EXERCISE PROMPT
Extract every line of the data below that contains the word "blue" and copy each one in full. Case counts, so take only lines where the word has that same capitalization.

INFORMATION SUPPLIED
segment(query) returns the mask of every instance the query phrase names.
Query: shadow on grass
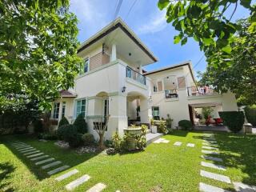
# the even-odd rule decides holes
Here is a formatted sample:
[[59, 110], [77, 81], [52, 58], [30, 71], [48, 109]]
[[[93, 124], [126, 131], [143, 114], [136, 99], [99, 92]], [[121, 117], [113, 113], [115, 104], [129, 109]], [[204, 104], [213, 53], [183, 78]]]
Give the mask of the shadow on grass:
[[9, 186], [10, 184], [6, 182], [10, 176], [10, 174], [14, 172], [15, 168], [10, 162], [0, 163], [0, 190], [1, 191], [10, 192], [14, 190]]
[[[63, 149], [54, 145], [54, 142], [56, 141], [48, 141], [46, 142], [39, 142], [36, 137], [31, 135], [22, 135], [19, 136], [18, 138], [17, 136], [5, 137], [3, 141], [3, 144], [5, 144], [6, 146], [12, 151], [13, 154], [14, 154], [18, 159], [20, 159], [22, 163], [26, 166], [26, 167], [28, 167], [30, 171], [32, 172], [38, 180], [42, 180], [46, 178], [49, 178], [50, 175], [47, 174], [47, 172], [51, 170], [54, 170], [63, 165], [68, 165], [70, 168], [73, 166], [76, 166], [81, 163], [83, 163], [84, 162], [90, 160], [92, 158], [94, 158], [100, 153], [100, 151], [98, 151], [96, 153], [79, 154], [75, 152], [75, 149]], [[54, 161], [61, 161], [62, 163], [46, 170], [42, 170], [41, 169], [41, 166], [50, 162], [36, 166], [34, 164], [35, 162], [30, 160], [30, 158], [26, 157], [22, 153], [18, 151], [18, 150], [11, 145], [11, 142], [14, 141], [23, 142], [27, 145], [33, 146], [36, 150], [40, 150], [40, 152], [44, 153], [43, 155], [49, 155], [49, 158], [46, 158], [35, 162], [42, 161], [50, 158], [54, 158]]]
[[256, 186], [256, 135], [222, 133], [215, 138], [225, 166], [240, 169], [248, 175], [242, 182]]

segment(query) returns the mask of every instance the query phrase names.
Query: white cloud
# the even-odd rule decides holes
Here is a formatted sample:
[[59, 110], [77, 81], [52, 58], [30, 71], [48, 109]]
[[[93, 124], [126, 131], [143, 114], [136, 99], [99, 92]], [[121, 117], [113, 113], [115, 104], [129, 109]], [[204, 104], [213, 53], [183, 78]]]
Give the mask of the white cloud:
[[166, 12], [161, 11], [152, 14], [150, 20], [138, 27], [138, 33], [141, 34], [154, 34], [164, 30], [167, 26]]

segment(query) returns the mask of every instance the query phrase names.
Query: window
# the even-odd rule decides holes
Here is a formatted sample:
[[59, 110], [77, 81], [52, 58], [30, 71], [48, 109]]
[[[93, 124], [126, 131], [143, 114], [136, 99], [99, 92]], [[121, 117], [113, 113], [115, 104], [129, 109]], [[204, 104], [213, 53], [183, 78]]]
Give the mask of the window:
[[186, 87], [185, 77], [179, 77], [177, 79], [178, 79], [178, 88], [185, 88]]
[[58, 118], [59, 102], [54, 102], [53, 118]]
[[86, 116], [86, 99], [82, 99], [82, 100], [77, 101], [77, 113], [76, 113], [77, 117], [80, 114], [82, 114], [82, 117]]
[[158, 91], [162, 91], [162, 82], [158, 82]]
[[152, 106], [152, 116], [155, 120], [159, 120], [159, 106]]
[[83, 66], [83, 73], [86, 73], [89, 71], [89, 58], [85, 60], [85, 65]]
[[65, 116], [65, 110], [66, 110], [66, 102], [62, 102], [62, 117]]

...

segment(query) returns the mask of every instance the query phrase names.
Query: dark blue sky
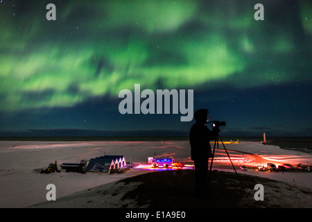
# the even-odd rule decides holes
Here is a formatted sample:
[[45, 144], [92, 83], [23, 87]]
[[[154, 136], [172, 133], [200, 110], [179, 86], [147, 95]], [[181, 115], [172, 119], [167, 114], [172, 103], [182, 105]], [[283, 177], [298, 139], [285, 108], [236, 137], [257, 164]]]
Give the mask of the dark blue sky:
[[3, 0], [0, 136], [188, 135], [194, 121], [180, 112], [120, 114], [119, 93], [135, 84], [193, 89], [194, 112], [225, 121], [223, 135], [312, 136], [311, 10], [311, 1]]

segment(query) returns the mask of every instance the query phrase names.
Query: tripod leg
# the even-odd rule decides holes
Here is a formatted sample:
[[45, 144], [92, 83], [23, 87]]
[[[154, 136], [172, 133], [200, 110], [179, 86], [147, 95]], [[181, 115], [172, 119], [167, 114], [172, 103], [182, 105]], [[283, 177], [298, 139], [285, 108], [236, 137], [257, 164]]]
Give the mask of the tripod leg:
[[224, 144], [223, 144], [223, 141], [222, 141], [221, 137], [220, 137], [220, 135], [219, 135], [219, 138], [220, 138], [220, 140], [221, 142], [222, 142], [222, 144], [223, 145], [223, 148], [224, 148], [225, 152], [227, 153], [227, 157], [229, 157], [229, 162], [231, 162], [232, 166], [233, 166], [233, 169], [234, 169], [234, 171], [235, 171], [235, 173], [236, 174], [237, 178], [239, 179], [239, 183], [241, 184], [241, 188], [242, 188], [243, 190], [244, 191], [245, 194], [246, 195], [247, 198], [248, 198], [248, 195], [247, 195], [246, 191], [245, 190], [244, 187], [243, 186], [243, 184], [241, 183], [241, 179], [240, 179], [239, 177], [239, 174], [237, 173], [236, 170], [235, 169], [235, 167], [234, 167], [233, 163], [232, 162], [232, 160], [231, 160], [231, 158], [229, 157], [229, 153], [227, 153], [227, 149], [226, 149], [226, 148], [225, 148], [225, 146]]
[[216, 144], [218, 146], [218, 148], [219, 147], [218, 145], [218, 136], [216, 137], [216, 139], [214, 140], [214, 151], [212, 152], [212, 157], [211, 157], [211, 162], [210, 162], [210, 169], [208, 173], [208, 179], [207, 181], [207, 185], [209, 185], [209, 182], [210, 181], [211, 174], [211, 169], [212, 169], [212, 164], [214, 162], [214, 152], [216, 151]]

---

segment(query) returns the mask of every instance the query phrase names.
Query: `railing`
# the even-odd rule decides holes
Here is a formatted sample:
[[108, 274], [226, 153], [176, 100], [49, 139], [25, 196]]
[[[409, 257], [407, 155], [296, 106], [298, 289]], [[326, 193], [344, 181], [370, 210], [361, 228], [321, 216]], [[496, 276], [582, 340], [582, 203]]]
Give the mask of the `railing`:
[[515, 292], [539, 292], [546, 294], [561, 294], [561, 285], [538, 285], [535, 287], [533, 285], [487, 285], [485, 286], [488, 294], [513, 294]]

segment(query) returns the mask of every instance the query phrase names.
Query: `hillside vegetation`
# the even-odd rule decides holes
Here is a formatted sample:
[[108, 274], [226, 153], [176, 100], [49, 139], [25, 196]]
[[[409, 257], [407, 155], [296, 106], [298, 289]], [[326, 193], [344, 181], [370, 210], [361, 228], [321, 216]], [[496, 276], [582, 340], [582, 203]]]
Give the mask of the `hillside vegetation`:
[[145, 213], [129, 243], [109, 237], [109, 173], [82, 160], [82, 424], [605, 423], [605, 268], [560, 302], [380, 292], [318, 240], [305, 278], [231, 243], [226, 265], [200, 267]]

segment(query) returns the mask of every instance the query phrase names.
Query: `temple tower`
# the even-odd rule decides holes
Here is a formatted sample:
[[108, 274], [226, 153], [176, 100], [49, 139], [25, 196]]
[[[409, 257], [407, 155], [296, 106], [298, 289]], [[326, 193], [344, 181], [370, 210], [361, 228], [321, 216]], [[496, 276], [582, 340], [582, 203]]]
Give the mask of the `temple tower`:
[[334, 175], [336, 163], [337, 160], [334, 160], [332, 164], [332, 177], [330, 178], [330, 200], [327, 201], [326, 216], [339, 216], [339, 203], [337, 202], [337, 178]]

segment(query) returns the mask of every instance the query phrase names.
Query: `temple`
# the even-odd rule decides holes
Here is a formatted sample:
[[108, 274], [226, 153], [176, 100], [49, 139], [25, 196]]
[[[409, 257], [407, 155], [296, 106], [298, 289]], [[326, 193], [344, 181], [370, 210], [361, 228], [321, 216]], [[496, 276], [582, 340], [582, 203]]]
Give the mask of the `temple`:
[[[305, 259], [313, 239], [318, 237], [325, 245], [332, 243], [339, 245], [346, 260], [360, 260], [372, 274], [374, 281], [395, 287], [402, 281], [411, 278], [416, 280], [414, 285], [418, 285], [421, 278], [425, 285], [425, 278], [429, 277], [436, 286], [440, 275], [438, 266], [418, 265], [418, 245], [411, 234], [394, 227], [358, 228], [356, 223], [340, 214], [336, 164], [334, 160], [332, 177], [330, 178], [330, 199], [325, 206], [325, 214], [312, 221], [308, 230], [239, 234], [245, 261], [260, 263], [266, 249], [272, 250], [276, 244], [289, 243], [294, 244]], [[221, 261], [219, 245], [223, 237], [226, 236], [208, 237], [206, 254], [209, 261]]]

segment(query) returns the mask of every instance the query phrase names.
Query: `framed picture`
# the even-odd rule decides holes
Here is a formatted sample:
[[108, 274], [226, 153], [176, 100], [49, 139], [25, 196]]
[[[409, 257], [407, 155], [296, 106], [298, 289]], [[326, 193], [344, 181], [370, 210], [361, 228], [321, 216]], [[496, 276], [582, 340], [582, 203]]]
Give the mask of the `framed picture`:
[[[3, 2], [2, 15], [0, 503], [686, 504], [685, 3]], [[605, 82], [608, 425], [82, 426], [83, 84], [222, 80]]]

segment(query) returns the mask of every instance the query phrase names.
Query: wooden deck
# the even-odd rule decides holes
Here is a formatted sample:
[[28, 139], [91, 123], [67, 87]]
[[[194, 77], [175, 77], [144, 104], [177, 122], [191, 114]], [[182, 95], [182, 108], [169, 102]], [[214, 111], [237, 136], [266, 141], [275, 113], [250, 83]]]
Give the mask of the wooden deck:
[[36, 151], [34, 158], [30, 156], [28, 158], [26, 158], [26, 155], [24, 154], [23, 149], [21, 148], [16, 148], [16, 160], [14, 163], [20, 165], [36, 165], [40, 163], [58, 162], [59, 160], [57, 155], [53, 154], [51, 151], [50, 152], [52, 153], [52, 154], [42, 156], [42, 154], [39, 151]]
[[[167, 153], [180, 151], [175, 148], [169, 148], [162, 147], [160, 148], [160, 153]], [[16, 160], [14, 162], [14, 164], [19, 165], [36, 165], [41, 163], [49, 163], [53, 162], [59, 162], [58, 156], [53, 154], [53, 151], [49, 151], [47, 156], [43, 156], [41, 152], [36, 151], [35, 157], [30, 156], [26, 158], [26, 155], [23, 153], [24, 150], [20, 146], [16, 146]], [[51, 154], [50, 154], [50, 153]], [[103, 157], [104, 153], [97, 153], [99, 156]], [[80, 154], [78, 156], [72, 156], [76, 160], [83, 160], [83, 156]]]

RESULT OF THE TASK
Query: dark blue sky
Give the mask of the dark blue sky:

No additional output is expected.